__Texto do documento__
· · · · ·
O fragmento chegou às mãos
da professora King através de um colecionador privado que quis manter o
anonimato. É de dimensões muito reduzidas (4 cm de altura, por 8 de largura) e
está escrito em copta. Contém restos de oito linhas de um lado e seis muito
danificadas e mal legíveis pelo outro lado. Como não se conserva nenhuma das
margens, não sabemos quanto texto se perdeu entre uma linha e outra. A data
proposta por King segundo critérios paleográficos é a de finais do século IV.
Assinala também que a fotografia do papiro levantou certas dúvidas quanto à
autenticidade em alguns especialistas que tiveram oportunidade de a ver.
Outros, pelo contrário, mostraram-se a favor dela. À espera de alguns estudos
técnicos por fazer, a professora de Harvard admite que a questão da
autenticidade "não está absolutamente resolvida para lá de toda a
dúvida".
Um texto gnóstico de
carácter não histórico.
· · · · ·
__As suas tarefas__
**1)** Transcreva sem alterações o trecho do texto sobre o fragmento de papiro copta que começa em "O fragmento chegou" e termina em "do século IV.".
**2)** Filtre os registos e copie cada linha que contenha a palavra "water", tendo em conta a distinção entre maiúsculas e minúsculas.

__Dados do exercício__
· · · · ·
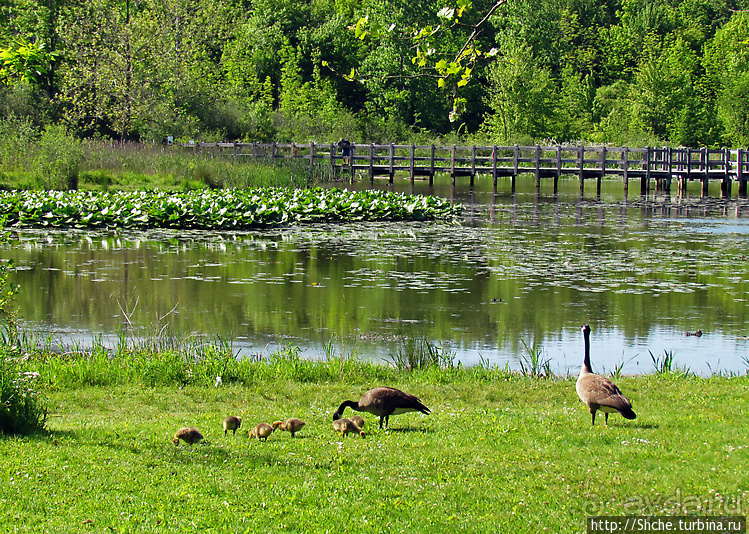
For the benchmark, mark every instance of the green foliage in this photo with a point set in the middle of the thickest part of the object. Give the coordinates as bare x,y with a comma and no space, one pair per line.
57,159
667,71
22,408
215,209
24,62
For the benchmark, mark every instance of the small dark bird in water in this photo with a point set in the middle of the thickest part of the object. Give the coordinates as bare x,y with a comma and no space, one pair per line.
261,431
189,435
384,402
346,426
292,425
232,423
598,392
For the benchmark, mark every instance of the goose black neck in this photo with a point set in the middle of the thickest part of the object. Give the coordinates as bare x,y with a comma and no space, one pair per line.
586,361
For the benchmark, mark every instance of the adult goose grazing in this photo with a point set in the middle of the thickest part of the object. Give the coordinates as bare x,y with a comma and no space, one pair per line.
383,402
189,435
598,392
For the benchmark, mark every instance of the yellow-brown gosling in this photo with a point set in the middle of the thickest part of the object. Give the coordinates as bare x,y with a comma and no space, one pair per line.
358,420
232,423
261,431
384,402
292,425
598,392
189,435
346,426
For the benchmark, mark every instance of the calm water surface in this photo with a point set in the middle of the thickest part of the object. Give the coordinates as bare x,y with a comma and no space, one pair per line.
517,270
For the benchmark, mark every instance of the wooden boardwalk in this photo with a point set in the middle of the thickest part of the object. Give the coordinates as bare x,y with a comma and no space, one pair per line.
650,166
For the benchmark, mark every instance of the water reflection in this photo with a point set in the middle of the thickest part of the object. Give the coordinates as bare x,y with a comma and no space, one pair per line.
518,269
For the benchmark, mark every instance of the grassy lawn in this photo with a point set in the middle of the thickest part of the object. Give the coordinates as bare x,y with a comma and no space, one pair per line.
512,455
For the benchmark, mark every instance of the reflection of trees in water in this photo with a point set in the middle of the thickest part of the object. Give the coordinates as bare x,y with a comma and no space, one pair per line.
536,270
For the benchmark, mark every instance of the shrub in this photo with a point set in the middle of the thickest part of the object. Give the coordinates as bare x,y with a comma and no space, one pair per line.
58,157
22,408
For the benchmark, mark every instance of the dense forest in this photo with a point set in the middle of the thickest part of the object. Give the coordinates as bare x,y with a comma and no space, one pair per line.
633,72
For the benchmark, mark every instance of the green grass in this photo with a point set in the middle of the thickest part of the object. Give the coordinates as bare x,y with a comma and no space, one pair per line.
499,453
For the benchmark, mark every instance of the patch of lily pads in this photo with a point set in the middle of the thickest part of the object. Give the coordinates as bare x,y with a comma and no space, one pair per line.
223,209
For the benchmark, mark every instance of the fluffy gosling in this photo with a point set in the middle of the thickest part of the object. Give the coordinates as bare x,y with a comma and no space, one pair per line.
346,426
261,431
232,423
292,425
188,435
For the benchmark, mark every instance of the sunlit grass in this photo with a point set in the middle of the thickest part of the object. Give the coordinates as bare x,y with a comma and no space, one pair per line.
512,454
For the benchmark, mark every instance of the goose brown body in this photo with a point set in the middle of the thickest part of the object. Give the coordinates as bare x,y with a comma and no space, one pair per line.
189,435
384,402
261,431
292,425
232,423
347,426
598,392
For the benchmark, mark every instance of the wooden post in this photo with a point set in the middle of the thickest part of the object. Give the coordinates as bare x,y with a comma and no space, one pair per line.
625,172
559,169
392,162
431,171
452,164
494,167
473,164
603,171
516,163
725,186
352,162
· · · · ·
__Respostas completas__
**1)**
O fragmento chegou às mãos
da professora King através de um colecionador privado que quis manter o
anonimato. É de dimensões muito reduzidas (4 cm de altura, por 8 de largura) e
está escrito em copta. Contém restos de oito linhas de um lado e seis muito
danificadas e mal legíveis pelo outro lado. Como não se conserva nenhuma das
margens, não sabemos quanto texto se perdeu entre uma linha e outra. A data
proposta por King segundo critérios paleográficos é a de finais do século IV.

**2)**
For the benchmark, mark every instance of the small dark bird in water in this photo with a point set in the middle of the thickest part of the object. Give the coordinates as bare x,y with a comma and no space, one pair per line.
For the benchmark, mark every instance of the calm water surface in this photo with a point set in the middle of the thickest part of the object. Give the coordinates as bare x,y with a comma and no space, one pair per line.
For the benchmark, mark every instance of the water reflection in this photo with a point set in the middle of the thickest part of the object. Give the coordinates as bare x,y with a comma and no space, one pair per line.
For the benchmark, mark every instance of the reflection of trees in water in this photo with a point set in the middle of the thickest part of the object. Give the coordinates as bare x,y with a comma and no space, one pair per line.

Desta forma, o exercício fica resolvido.